Directions for this task: Rewrite the rows below, replacing every "positive clicks" with "foreground clicks" and changing nothing else; leave out the pictures.
---------------
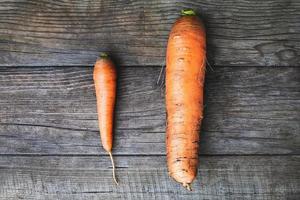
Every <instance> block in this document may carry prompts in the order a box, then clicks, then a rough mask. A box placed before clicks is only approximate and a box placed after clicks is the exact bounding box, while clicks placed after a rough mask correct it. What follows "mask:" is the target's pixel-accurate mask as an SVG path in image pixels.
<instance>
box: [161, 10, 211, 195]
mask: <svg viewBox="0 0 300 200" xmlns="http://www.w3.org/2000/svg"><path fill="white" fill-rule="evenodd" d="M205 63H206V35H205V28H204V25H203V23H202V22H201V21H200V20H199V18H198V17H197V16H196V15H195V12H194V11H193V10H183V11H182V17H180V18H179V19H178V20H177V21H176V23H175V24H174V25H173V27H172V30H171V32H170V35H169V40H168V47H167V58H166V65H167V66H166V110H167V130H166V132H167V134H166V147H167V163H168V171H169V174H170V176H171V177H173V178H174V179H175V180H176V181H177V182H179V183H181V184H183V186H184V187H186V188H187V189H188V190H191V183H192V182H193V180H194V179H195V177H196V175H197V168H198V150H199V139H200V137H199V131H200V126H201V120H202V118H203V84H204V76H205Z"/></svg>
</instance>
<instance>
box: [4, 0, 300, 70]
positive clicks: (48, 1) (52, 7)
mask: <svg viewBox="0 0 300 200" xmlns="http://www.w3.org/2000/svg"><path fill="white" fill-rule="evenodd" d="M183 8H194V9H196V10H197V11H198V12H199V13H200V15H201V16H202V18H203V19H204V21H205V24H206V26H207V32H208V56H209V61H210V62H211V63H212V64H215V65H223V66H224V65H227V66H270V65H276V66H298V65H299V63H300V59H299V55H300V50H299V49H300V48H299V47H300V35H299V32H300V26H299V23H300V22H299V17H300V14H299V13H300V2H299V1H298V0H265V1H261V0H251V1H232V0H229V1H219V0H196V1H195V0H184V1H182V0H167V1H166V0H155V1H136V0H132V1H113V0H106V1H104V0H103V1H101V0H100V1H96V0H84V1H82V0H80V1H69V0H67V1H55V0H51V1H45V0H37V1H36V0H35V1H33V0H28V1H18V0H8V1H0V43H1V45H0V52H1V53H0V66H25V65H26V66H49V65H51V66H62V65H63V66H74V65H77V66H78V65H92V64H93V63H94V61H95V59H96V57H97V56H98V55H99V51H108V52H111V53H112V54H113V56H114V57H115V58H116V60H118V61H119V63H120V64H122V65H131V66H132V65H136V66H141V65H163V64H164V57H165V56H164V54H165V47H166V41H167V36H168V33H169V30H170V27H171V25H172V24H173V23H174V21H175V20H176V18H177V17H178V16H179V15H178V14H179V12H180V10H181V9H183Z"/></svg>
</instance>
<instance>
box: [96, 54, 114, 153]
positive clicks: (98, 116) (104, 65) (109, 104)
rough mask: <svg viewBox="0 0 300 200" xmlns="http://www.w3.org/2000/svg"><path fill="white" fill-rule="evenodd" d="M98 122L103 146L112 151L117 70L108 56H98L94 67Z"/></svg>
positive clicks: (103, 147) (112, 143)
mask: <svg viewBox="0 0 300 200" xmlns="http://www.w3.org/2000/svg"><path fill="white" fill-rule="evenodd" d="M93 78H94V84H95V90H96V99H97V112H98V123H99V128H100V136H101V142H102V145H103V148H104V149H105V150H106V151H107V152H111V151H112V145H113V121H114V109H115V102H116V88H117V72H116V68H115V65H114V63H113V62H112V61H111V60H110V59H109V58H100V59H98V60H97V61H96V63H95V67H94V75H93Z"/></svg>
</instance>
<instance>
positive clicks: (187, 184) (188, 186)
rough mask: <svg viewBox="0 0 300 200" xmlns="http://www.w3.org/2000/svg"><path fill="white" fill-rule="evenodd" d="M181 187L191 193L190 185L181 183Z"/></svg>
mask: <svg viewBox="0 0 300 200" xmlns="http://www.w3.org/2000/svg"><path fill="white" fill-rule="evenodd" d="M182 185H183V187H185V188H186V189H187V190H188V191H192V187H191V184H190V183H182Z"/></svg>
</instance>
---------------
Answer to the problem:
Every <instance> block in this document may carry prompts in the order a box, then clicks, then a rough mask. A box placed before clicks is only approximate and a box placed after clicks is the exact bounding box, while clicks placed after a rough mask correct it. What follows "mask:" is the target's pixel-accurate mask as an SVG path in image pixels.
<instance>
box: [161, 10, 211, 195]
mask: <svg viewBox="0 0 300 200" xmlns="http://www.w3.org/2000/svg"><path fill="white" fill-rule="evenodd" d="M205 63H206V35H205V28H204V25H203V23H202V22H201V21H200V20H199V18H198V17H197V16H196V15H195V12H194V11H193V10H183V11H182V17H180V18H179V19H178V20H177V21H176V23H175V24H174V25H173V27H172V30H171V32H170V35H169V40H168V47H167V58H166V65H167V66H166V110H167V130H166V132H167V134H166V147H167V163H168V171H169V174H170V176H171V177H173V178H174V179H175V180H176V181H177V182H179V183H181V184H183V186H184V187H186V188H187V189H188V190H191V183H192V182H193V180H194V179H195V177H196V175H197V168H198V150H199V139H200V137H199V131H200V126H201V120H202V118H203V84H204V76H205Z"/></svg>
</instance>
<instance>
box: [4, 0, 300, 70]
foreground clicks: (48, 1) (52, 7)
mask: <svg viewBox="0 0 300 200" xmlns="http://www.w3.org/2000/svg"><path fill="white" fill-rule="evenodd" d="M183 8H194V9H196V10H197V11H198V12H199V13H200V15H201V16H202V18H203V19H204V21H205V24H206V26H207V32H208V56H209V61H210V62H211V63H212V64H215V65H223V66H224V65H227V66H270V65H276V66H298V65H299V63H300V59H299V55H300V50H299V49H300V48H299V47H300V35H299V32H300V26H299V23H300V22H299V17H300V14H299V13H300V2H299V1H298V0H265V1H261V0H251V1H232V0H229V1H219V0H196V1H195V0H184V1H182V0H167V1H166V0H155V1H136V0H132V1H113V0H106V1H104V0H103V1H101V0H100V1H96V0H84V1H82V0H80V1H69V0H67V1H55V0H51V1H45V0H37V1H36V0H35V1H33V0H28V1H18V0H8V1H0V43H1V45H0V52H1V53H0V66H25V65H26V66H49V65H51V66H62V65H63V66H74V65H77V66H78V65H92V64H93V63H94V61H95V59H96V57H97V56H98V55H99V51H108V52H111V53H112V54H113V56H114V57H115V58H116V60H118V61H119V63H120V64H122V65H131V66H132V65H136V66H141V65H163V64H164V57H165V56H164V54H165V47H166V41H167V36H168V33H169V30H170V27H171V25H172V24H173V23H174V21H175V20H176V18H177V17H178V16H179V15H178V14H179V12H180V10H181V9H183Z"/></svg>
</instance>
<instance>
box: [96, 54, 114, 153]
foreground clicks: (98, 116) (104, 65) (109, 104)
rough mask: <svg viewBox="0 0 300 200" xmlns="http://www.w3.org/2000/svg"><path fill="white" fill-rule="evenodd" d="M98 122L103 146L112 151L117 70L108 56H98L94 67Z"/></svg>
foreground clicks: (103, 147) (112, 143)
mask: <svg viewBox="0 0 300 200" xmlns="http://www.w3.org/2000/svg"><path fill="white" fill-rule="evenodd" d="M93 78H94V84H95V90H96V99H97V112H98V123H99V128H100V136H101V142H102V145H103V148H104V149H105V150H106V151H107V152H111V151H112V145H113V121H114V109H115V102H116V88H117V72H116V68H115V65H114V63H113V62H112V61H111V60H110V59H109V58H100V59H98V60H97V61H96V63H95V67H94V75H93Z"/></svg>
</instance>
<instance>
foreground clicks: (187, 184) (188, 186)
rough mask: <svg viewBox="0 0 300 200" xmlns="http://www.w3.org/2000/svg"><path fill="white" fill-rule="evenodd" d="M181 187L191 193L190 185L181 183Z"/></svg>
mask: <svg viewBox="0 0 300 200" xmlns="http://www.w3.org/2000/svg"><path fill="white" fill-rule="evenodd" d="M182 185H183V187H185V188H186V189H187V190H188V191H192V187H191V184H190V183H182Z"/></svg>
</instance>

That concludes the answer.